[Estratto del documento]:
PONZANO – “ Ho cominciato a suonare il clarinetto a undici anni. Mi sono iscritto all’Associazione Musicale Francesco Manzato di Treviso – dice Michele Uliana, classe 1989- e negli anni ho mantenuto una certa costanza grazie principalmente alle persone, nel senso che l’atmosfera, quando si organizzavano i concerti domenicali, era fantastica, quasi irrinunciabile. Si era creato un gruppo, come fossimo una squadra ben affiatata sia durante l’esecuzione musicale sia fuori. Ho continuato con le lezioni fino alla quinta superiore, quando ho deciso di provare ad entrare in conservatorio”. Michele ha sostenuto e superato un esame di ammissione al quinto anno. “Ho ottenuto il diploma nel 2011, al settimo anno, quello conclusivo. Mi ha seguito il maestro Roberto Scalabrin, con lui ho studiato musica classica e ho imparato ad affinare la tecnica e il suono".

Il jazz è arrivato subito dopo. “In termini di studio, mi ci sono dedicato una volta finito il conservatorio, con il clarinettista e compositore Nico Gori. Mi sono approcciato all’improvvisazione. Alle sue regole, i binari su cui far viaggiare le possibili direzioni della melodia”. La passione è cresciuta con l’ascolto attento di artisti come Benny Goodman, Charlie Parker, Louis Armstrong, Buddy DeFranco e Tony Scott. E proprio nel 2017 Michele vince il premio che porta il nome di quest’ultimo, il Tony Scott Jazz Clarinet Award, a Salemi in provincia di Trapani.

Gli impegni di Michele si moltiplicano. Suona con l’orchestra dello storico Gran Caffè Quadri, in Piazza San Marco, due volte a settimana; insegna clarinetto al Liceo Musicale “G. Marconi” di Conegliano e alle scuole medie di Follina; vince un altro premio nel 2018, il “C. Bettinardi” per la sezione del pubblico, e dal 2020 collabora con Yamaha come consulente. Colleziona presenze al Treviso Suona Jazz Festival e ha da poco pubblicato l’album “Pazienza” prodotto da Alman Music . Questa settimana il suo clarinetto è andato in scena al Caffè Caffi di Treviso.

[Consegne]:
1/ Riassumi in due frasi l'articolo su Michele Uliana.
2/ Continua l'articolo su Michele Uliana aggiungendo il seguito dopo l'ultima frase.

[Dati mostrati]:

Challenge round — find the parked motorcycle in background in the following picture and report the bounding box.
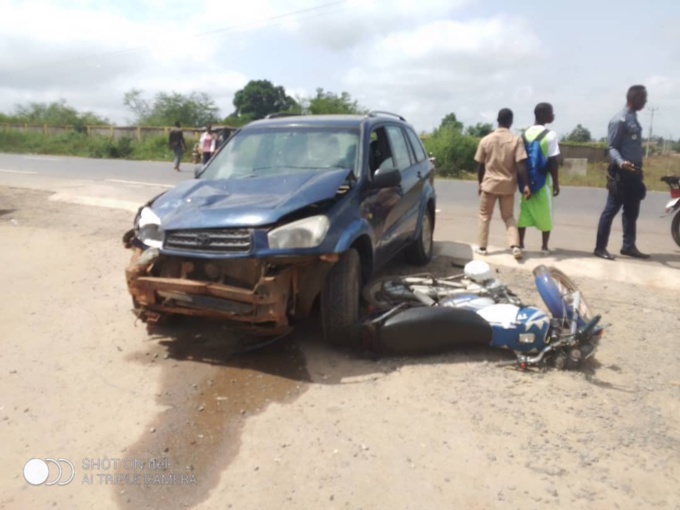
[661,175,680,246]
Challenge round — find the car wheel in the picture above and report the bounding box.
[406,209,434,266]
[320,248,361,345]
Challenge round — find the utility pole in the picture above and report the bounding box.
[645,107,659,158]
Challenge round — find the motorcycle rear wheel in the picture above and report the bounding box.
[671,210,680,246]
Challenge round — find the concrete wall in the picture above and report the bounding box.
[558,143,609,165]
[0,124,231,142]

...

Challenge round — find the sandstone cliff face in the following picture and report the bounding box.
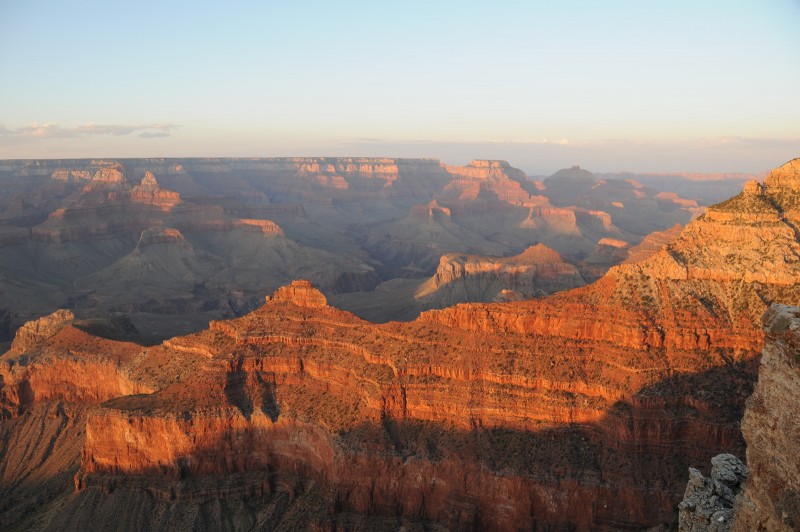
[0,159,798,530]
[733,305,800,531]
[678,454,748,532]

[Soluzioni]:
1/ Michele Uliana, classe 1989, ha cominciato a suonare il clarinetto a undici anni all'Associazione Musicale Francesco Manzato di Treviso e nel 2011 si è diplomato in conservatorio sotto la guida del maestro Roberto Scalabrin. Dopo il conservatorio si è dedicato al jazz studiando con Nico Gori, nel 2017 ha vinto il Tony Scott Jazz Clarinet Award e oggi suona al Gran Caffè Quadri, insegna clarinetto, collabora con Yamaha e ha pubblicato l'album “Pazienza”.

2/
Ma quali sono i momenti difficili di una carriera così particolare? “Il primo periodo di pandemia, quando erano stati bloccati gli spettacoli dal vivo, è stato duro. Certo, ho potuto concentrarmi sull’album, ma il bello di suonare il clarinetto, di suonare in un gruppo jazz, è il momento del concerto. Il rapporto che si instaura tra le persone, che siano esse colleghi con i quali confrontarmi sul linguaggio musicale, o il pubblico. Mi ricordo ancora uno spettatore in lacrime dopo un’esecuzione al Caffè Quadri. Voglio dire, a quel punto si è creata una relazione tra lo spettatore e il mio strumento. Quello strumento che ormai, prendendolo in mano tutti i giorni, fa parte di me come un nuovo arto. Se si crea una relazione, si producono delle emozioni di cui sono responsabile”. E, se garantisce ancora certe emozioni, il jazz è vivo; viaggia imperterrito sui binari della storia indaffarata e improvvisata dei suoi musicisti.